> Aim of the exercise
Check each line of the records below and collect those that include the word "segment".
Top of Stored data
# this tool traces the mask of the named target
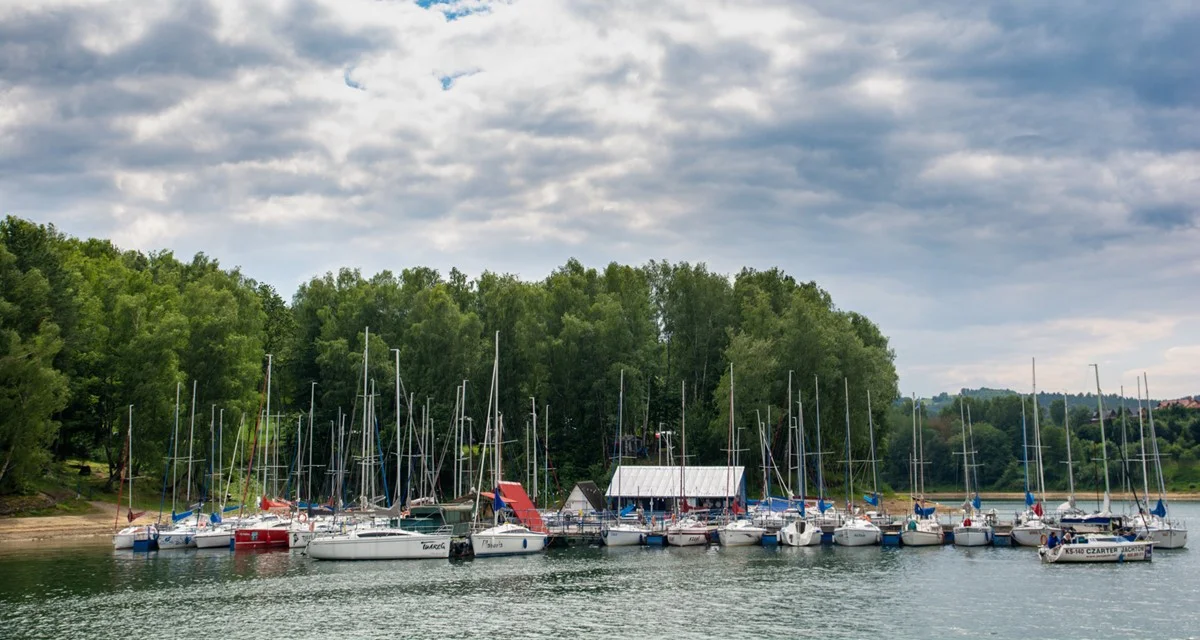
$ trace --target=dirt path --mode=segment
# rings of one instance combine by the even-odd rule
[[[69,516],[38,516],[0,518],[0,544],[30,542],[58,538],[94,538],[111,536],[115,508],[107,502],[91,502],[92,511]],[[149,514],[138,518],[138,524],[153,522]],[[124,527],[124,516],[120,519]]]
Bottom of Stored data
Top of Stored data
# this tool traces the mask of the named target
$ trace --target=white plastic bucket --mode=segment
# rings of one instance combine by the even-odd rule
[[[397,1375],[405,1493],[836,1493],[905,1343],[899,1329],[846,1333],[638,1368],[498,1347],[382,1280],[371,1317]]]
Bottom of Stored data
Top of Stored data
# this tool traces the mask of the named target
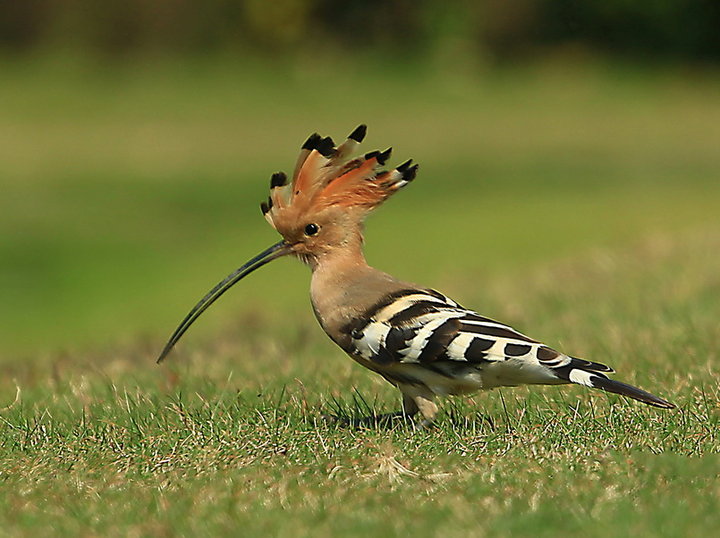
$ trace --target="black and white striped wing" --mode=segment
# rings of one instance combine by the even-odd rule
Bottom of Stored data
> Response
$ trace --target=dirt path --mode=segment
$ trace --target=white plastic bucket --mode=segment
$ trace --target="black and white striped wing" --mode=segment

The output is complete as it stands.